### Entries supplied
= = = = = = =
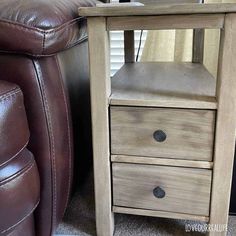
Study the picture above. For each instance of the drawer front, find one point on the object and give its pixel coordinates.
(172, 189)
(160, 132)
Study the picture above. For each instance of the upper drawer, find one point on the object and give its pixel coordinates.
(161, 132)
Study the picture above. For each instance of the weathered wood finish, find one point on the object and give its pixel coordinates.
(161, 161)
(188, 187)
(225, 126)
(164, 84)
(166, 22)
(198, 45)
(187, 190)
(159, 9)
(100, 90)
(163, 214)
(190, 133)
(129, 46)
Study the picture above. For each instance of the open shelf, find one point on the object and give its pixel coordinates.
(164, 84)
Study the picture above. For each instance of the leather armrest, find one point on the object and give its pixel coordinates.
(39, 27)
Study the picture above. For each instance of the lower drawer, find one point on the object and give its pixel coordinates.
(163, 188)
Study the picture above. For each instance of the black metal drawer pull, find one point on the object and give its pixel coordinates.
(159, 136)
(158, 192)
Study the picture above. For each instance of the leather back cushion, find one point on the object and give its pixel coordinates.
(14, 132)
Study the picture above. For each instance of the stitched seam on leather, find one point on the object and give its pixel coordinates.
(4, 163)
(9, 95)
(46, 55)
(42, 31)
(18, 175)
(44, 108)
(43, 44)
(24, 218)
(68, 133)
(10, 90)
(48, 118)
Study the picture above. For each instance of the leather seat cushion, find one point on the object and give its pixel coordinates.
(41, 27)
(14, 132)
(19, 191)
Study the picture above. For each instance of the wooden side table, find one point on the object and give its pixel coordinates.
(163, 133)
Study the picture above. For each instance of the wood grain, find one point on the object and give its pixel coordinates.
(225, 127)
(100, 90)
(198, 46)
(166, 22)
(161, 161)
(164, 84)
(190, 133)
(159, 9)
(129, 46)
(163, 214)
(187, 190)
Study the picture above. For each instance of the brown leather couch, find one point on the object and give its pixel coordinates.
(43, 49)
(19, 178)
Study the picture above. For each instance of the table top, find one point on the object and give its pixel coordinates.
(158, 9)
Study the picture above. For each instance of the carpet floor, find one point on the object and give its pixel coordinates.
(79, 220)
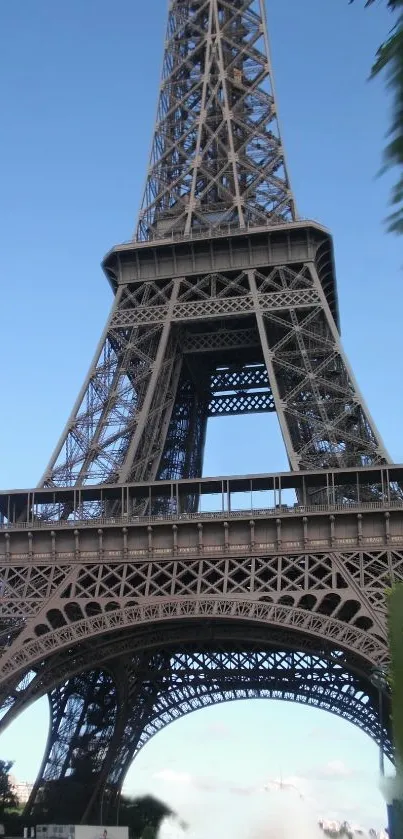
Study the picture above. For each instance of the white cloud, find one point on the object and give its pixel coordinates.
(172, 777)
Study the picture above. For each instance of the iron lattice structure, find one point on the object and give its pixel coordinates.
(120, 598)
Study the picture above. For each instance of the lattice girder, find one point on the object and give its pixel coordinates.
(131, 409)
(216, 154)
(323, 575)
(154, 688)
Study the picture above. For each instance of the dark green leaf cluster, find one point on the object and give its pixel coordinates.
(389, 59)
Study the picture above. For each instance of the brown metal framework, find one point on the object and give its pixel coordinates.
(132, 590)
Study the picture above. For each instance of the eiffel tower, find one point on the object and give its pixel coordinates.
(127, 596)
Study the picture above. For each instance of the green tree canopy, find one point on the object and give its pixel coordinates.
(389, 59)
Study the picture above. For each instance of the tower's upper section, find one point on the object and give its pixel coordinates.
= = = = = = =
### Exercise
Repeat the data exactly as given. Keep every picture out of the copy.

### The completed task
Study the picture above. For each instance of the drawer front, find one point on the object and give its pixel coordinates.
(172, 189)
(160, 132)
Study the picture above. For each instance of the upper drawer, find one point on the object and give its pixel coordinates.
(161, 132)
Study the picture above. For each instance of the weathered wood finish, find one point on the object and give its pixel coordinates.
(161, 161)
(188, 187)
(225, 126)
(164, 84)
(166, 22)
(198, 45)
(187, 190)
(159, 9)
(100, 90)
(163, 214)
(190, 133)
(129, 46)
Study the picture above. For each instance of the open shelf, find one point on the object and give its pixel coordinates.
(164, 84)
Study the picture above. For each instance of the leather armrest, find one point on the object and give its pixel coordinates.
(39, 27)
Study the picture above. For each instance of the lower drawer, find one point on the object and give its pixel coordinates.
(163, 188)
Study the picture above. For each instance of the black metal drawer pull, find one point on the object and give its pixel coordinates.
(159, 136)
(158, 192)
Study the picture above. For each instance of the leather back cushion, find one point on the object and give its pixel coordinates.
(14, 132)
Study the picture above. For each instance of the stitched seam on leather, find one point on the object and give its pixel coordinates.
(4, 163)
(9, 95)
(46, 55)
(42, 31)
(18, 175)
(44, 108)
(43, 44)
(24, 218)
(68, 133)
(10, 90)
(48, 118)
Study the picture above. For each instance of the leather seat cushion, find one point on the object and give its pixel coordinates.
(41, 27)
(14, 132)
(19, 191)
Study the picture above. For each instance of the wooden side table, find one point on the object and give its pixel coordinates.
(163, 133)
Study the picture above. For each instance of the wood grain, find one point on the object and give its pixel coordinates.
(225, 127)
(100, 90)
(198, 46)
(166, 22)
(161, 161)
(164, 84)
(190, 133)
(159, 9)
(129, 46)
(163, 214)
(187, 190)
Study the picture above. For each instance of the brown leather couch, find one point on the object and give its pixel coordinates.
(43, 49)
(19, 178)
Study the picture above. For each instance of the table top, find one point on the object and give its pixel coordinates.
(158, 9)
Study the picture above. For each instance of the carpet floor, find one point on the object and give its pixel coordinates.
(79, 220)
Study the picture above. For each instance of the white cloud, find one point on the object and give its pixel coordinates.
(172, 777)
Study the picture above. For each instance of the iron lattice structure, find one point on the object and give its pixel coordinates.
(120, 598)
Study the picture above. For each instance of the lattice girder, find one point on the object and give its pixel coordinates.
(131, 409)
(216, 154)
(323, 575)
(154, 688)
Study the picture above. For each instance of the dark green leaf cluster, find one point on the object and give its pixel coordinates.
(389, 59)
Study the picture above. For each instance of the brown metal framework, find one point on the object and give its pixel coordinates.
(132, 590)
Study the picture above. For each instance of the eiffel tower, find one point on the object and give its pixel coordinates.
(127, 596)
Study the picture above. For each instance of the green tree canopy, find one point on the object and give its pixel coordinates.
(389, 59)
Study the picture above. For each instance of the tower's upper section, find one point on the object and give its pixel coordinates.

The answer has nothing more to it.